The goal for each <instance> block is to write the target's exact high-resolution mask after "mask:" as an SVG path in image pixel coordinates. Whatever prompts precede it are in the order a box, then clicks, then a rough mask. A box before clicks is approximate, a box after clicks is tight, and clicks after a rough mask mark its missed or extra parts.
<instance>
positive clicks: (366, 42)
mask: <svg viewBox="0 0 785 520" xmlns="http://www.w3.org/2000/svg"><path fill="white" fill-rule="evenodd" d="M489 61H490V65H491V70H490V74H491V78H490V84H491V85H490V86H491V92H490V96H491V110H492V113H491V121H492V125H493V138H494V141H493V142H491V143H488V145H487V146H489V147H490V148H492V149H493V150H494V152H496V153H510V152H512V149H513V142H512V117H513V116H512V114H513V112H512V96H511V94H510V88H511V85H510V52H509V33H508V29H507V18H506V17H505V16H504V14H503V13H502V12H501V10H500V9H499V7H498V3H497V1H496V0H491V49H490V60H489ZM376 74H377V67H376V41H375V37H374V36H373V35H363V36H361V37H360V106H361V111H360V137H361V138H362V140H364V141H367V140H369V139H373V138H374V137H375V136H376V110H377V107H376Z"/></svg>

·····

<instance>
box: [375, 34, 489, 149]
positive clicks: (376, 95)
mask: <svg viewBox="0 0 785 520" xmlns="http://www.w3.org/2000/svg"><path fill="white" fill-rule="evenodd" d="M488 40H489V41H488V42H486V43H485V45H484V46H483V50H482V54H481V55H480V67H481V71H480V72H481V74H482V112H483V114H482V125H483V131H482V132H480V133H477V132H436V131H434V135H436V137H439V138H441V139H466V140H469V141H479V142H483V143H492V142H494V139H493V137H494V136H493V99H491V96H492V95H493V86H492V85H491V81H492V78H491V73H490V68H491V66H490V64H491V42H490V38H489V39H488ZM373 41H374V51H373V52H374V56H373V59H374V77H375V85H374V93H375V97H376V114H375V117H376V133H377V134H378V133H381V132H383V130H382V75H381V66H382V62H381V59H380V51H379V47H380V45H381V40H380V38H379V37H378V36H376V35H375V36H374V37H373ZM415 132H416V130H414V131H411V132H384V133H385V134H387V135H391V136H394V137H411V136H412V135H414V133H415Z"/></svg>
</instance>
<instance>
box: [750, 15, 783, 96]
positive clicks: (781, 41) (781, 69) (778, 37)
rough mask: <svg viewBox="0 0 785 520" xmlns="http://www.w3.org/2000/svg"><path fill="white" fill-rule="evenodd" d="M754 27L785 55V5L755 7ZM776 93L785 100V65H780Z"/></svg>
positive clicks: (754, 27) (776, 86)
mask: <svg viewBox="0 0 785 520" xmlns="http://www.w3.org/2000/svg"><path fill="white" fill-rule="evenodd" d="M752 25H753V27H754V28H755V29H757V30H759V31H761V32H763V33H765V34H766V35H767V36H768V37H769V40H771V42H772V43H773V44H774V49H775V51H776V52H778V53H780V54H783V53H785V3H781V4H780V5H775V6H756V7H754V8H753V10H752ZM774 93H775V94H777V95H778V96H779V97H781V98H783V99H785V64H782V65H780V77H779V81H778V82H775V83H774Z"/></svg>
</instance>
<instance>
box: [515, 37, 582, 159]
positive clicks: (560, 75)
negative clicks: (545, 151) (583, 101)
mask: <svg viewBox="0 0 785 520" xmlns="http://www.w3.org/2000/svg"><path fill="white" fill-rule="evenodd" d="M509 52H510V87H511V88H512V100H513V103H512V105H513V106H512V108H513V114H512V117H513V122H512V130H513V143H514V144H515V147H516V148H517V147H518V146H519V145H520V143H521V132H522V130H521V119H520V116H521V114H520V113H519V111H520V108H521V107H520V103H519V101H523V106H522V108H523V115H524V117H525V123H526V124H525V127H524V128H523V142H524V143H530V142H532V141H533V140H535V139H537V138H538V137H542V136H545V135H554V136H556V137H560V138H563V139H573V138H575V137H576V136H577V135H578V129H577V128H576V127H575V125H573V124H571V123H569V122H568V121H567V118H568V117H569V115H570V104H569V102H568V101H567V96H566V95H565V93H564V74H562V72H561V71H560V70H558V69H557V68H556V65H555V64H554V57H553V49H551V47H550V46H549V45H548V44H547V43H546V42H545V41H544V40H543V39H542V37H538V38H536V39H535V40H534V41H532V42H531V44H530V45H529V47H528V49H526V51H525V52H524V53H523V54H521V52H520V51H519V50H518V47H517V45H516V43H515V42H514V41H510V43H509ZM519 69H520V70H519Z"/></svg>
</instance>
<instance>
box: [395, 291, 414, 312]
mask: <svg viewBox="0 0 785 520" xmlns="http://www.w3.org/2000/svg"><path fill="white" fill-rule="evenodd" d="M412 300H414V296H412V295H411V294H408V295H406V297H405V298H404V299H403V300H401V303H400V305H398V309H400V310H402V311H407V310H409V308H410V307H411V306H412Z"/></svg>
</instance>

·····

HOW TO COMPLETE THIS TASK:
Reproduce the listing verbatim, starting with the line that contains "The goal for" and continuing through the line that contains "positive clicks: (366, 42)".

ANSWER BOX:
The goal for each <instance> block is to write the target's exact high-resolution mask after "mask:" as an SVG path in image pixel coordinates. Whatever prompts precede it are in the order a box, then clicks, then a rough mask. A box before clicks is approximate, a box after clicks is tight, and clicks after a rough mask mark its missed or extra parts.
<instance>
positive clicks: (366, 42)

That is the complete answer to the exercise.